練習のねらい >> 下にある家の電気配線についての文章のうち、「現在の僕たちの暮らしの要求を満たすには、」から「それだと、さらに電気に頼る家になるということです。」までの部分を一字も変えずに書き写してください。

-------- 文章の抜粋

三谷龍二さんのあたらしい場所。[10cm日記]
 

9月1日 
電気の血管
昨日、電気屋さんが現場に入りました。
この段階で配線をしておかないと後からではできない、
いわゆる段取りのタイミングだったのだと思います。
 
電気屋さんが帰った後、配線の済んだ室内を
ぐるっと見渡してちょっと驚きました。
一軒の家には、
こんなにも沢山の電気の線が必要なのだと。
現在の僕たちの暮らしの要求を満たすには、
縦横無尽、こんなに家の中に電気の線を
引かなければならないということが判ったのです。
でも考えてみれば当然かも知れません。
パソコン、携帯、冷暖房、照明、
数え上げたらきりがないくらい
家電の世話になっていますから、
それを動かすために必要な電気配線を行えば、
自ずからこのように太い束となって、
家中に張り巡らされることになるのでしょう。
 
それはまるで身体のなかの血管のようでした。
よくオール電化と聞きますが、
それだと、さらに電気に頼る家になるということです。
予告された停電ぐらいだったら影響ないでしょうが、
突然、長い時間停電するようなことがあったら、
どうなるのだろう、と怖いくらいです。
停電になったらお湯を沸かすことも
料理を作ることもできない。
もちろん暖房も停止し、
トイレも使えなくなってしまいます。

----------------
-------- エントリー一覧

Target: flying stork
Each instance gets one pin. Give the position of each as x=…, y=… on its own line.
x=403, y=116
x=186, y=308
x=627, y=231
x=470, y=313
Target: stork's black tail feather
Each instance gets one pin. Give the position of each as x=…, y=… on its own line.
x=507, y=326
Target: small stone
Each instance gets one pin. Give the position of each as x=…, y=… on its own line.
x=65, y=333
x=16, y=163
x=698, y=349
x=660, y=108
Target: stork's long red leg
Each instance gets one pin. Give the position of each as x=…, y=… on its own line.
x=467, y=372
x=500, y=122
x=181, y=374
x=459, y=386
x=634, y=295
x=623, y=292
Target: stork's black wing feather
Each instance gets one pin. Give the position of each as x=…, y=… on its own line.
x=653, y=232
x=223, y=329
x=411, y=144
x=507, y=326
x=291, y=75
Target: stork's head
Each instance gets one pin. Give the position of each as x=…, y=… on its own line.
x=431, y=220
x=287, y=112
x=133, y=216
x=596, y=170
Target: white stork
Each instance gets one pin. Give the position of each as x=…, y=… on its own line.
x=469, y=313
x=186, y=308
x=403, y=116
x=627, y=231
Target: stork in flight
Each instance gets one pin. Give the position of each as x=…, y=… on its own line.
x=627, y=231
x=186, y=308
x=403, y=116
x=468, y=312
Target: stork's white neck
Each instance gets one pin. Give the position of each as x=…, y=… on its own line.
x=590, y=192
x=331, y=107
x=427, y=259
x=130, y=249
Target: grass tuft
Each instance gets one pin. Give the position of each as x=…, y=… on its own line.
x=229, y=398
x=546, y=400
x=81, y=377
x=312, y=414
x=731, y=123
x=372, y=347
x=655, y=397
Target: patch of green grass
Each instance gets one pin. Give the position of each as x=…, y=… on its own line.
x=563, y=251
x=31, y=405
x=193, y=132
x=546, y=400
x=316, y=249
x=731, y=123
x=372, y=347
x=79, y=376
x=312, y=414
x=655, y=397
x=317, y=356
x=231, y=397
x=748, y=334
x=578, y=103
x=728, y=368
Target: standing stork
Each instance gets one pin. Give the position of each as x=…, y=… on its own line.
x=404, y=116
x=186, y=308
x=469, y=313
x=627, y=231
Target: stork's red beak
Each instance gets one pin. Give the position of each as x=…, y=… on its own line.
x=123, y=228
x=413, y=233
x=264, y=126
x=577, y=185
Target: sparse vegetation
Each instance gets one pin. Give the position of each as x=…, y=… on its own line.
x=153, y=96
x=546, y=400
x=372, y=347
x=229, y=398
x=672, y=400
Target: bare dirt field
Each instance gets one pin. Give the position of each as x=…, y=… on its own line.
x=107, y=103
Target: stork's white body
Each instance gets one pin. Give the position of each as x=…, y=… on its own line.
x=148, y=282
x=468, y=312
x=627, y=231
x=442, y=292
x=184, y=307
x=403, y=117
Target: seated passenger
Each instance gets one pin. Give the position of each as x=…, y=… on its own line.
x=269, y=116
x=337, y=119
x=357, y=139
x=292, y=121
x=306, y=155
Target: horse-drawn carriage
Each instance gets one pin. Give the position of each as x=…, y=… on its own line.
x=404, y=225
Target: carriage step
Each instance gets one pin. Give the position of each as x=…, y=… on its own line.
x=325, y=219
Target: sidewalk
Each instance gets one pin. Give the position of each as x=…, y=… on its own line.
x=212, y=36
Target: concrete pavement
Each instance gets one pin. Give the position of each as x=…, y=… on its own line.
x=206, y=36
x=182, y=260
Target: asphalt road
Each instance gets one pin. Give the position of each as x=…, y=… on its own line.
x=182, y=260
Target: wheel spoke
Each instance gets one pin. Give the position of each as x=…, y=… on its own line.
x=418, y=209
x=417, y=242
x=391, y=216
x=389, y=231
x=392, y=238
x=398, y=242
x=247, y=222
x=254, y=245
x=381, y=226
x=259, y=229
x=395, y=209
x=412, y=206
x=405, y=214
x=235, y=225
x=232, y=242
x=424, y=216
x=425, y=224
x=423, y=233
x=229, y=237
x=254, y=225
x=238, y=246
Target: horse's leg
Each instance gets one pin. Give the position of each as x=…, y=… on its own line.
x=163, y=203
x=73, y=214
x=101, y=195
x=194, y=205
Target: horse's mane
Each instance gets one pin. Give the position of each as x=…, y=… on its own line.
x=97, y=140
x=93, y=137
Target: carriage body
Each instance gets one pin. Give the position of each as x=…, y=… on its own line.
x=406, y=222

----------------

結果 >>
現在の僕たちの暮らしの要求を満たすには、
縦横無尽、こんなに家の中に電気の線を
引かなければならないということが判ったのです。
でも考えてみれば当然かも知れません。
パソコン、携帯、冷暖房、照明、
数え上げたらきりがないくらい
家電の世話になっていますから、
それを動かすために必要な電気配線を行えば、
自ずからこのように太い束となって、
家中に張り巡らされることになるのでしょう。
 
それはまるで身体のなかの血管のようでした。
よくオール電化と聞きますが、
それだと、さらに電気に頼る家になるということです。